▶ [OBJECTIVE]: Convert every record below into a two-column CSV with the header row input,output, one row per record. Put the record's text in input and its answer in output, with each field in double quotes and line breaks replaced by spaces; omit the pictures.

▶ [RECORDS FOR THIS EXERCISE]:
++++++++++++++++++++

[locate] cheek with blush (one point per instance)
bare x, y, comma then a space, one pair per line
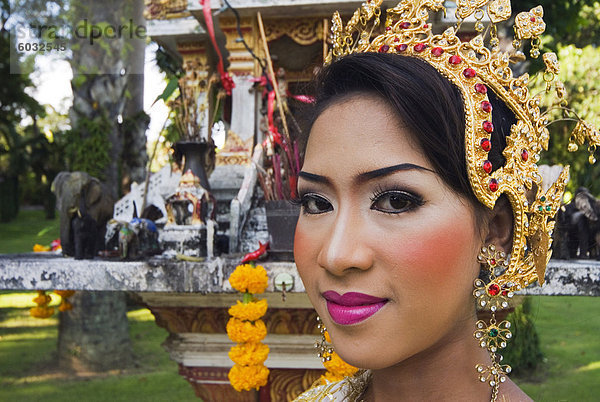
438, 252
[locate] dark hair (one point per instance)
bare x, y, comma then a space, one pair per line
429, 105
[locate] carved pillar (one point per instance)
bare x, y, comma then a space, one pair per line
240, 138
199, 344
197, 71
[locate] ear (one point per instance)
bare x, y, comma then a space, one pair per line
500, 225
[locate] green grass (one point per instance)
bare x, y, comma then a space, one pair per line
28, 362
569, 329
30, 227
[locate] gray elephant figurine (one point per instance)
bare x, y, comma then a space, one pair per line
83, 202
578, 227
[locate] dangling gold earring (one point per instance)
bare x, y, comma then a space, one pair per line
493, 336
325, 349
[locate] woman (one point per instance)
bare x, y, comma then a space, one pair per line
390, 230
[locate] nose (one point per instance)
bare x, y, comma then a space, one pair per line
346, 248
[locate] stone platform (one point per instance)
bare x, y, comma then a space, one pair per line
190, 300
47, 271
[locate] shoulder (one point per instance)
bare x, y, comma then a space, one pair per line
332, 391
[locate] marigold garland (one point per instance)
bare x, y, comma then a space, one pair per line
248, 377
249, 279
247, 329
251, 311
337, 369
42, 310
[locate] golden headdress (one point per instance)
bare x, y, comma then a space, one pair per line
476, 66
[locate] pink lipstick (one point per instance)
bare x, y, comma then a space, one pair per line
352, 307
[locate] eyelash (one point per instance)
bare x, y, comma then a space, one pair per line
414, 199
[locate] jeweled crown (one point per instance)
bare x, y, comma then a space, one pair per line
476, 66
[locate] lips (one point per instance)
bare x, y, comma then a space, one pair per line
352, 307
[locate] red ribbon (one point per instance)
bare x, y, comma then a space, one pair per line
226, 79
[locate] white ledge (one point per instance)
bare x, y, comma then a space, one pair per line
47, 271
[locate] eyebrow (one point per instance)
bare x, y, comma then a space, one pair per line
365, 176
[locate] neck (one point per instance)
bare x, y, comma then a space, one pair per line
446, 371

++++++++++++++++++++

▶ [SOLVED PROBLEM]:
input,output
"[locate] cheek with blush (one point per instance) bare x, y, comma then a space, one pair per line","438, 252"
"[locate] dark hair (one point per instance) bare x, y, comma then a space, one pair per line","429, 105"
"[locate] carved pillar (one point per instance) bare x, y, comma then a space, one pair per line","240, 138 199, 344 197, 71"
"[locate] ear (one point per instance) bare x, y, comma then a space, one pair per line","500, 225"
"[locate] green grass (one point per instance) bare x, y, comma then a space, one pair per line","28, 362 569, 329 30, 227"
"[locate] gray elephant figurine (one point per instance) bare x, y, comma then a space, one pair per line","83, 202 578, 227"
"[locate] dangling gold earring (one point per instance) bare x, y, comma then a space, one pair per line","493, 336 325, 349"
"[locate] woman (one point per instance) bare x, y, comma then a space, one pair per line","390, 230"
"[locate] nose (one point per instance) bare x, y, comma then a space, one pair per line","346, 248"
"[locate] stone platform (one point per instance) bare x, y, comma then a space, one pair per line","190, 300 47, 271"
"[locate] shoulder (one point per instance) bare x, y, comma then a space, one pair per line","332, 391"
"[locate] marigold garland (one point per instance) bare x, y, comma then a space, one pair per line","248, 377 249, 279 247, 329 251, 311 337, 369 42, 310"
"[locate] golden headdress (one point per instance) bare x, y, comma then a space, one pair per line","476, 66"
"[locate] pink lipstick (one point per instance) bare x, y, comma then a space, one pair per line","352, 307"
"[locate] eyelash (one point per instance) bare x, y, comma then a space, one pair per line","414, 199"
"[locate] jeweled crown (one point per instance) bare x, y, comma then a space, one pair per line","476, 66"
"[locate] lips (one point per instance) bare x, y, comma then a space, one pair per line","352, 307"
"[locate] red ribbon (one point per instance) bare x, y, comma then a space, one pair per line","226, 79"
"[locate] white ledge (one point per instance) bare x, y, comma then a space, one pair per line","47, 271"
"[locate] eyebrow (one point per instance) bare x, y, comma then a space, one pair per line","365, 176"
"[locate] neck (one point per instance) bare x, y, comma then a space, one pair per line","446, 371"